Dataset entries:
========================

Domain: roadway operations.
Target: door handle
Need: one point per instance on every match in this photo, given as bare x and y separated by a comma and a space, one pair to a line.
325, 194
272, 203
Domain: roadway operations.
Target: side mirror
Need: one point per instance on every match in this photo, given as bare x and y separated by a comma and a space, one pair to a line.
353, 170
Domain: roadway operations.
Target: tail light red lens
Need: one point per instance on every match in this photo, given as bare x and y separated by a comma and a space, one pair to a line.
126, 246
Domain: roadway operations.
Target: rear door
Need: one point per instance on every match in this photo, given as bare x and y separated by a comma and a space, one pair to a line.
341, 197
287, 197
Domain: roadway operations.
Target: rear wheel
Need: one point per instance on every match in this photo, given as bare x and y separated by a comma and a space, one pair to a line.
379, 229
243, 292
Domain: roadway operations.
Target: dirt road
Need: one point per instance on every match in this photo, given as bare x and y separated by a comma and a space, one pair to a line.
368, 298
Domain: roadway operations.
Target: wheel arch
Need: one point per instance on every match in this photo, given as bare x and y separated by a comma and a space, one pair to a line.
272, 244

========================

What to work on:
Reproduce each record exactly as it appears.

Written answer:
Domain: roadway operations.
Target: door handle
Need: one point per instance on every match in this photo, given as bare x and y separated by a comma and a space, one pair to a line.
325, 194
272, 203
Domain: roadway operations.
Target: side mirror
Need: one point per instance on every match in this photo, given as bare x and y separated by a comma and a space, one pair to a line.
353, 170
Domain: roadway operations.
Target: tail light red lens
Need: one point per instance on every match in this photo, given as bare x and y separated by a comma and a space, one pair to a line.
126, 246
Domain: roadway operations.
Target: rear door
Need: one point per instance on every match in this photo, given as bare x and y separated by a comma and a space, one pair to a line.
341, 197
287, 197
Domain: roadway operations.
Target: rear wheel
Need: one point per instance on every match in this photo, given as bare x and y separated by a comma and a space, one pair to a line.
379, 229
243, 292
Domain: roadway operations.
Target: dirt road
Need: one point per instance on every match in this photo, given as bare x and y separated by a comma and a space, one pair to a line.
368, 298
Domain: roadway operations.
Target: wheel arch
Need: one point per instance on every match in this photo, given as bare x and y separated by a comma and a space, one pair to a line.
272, 244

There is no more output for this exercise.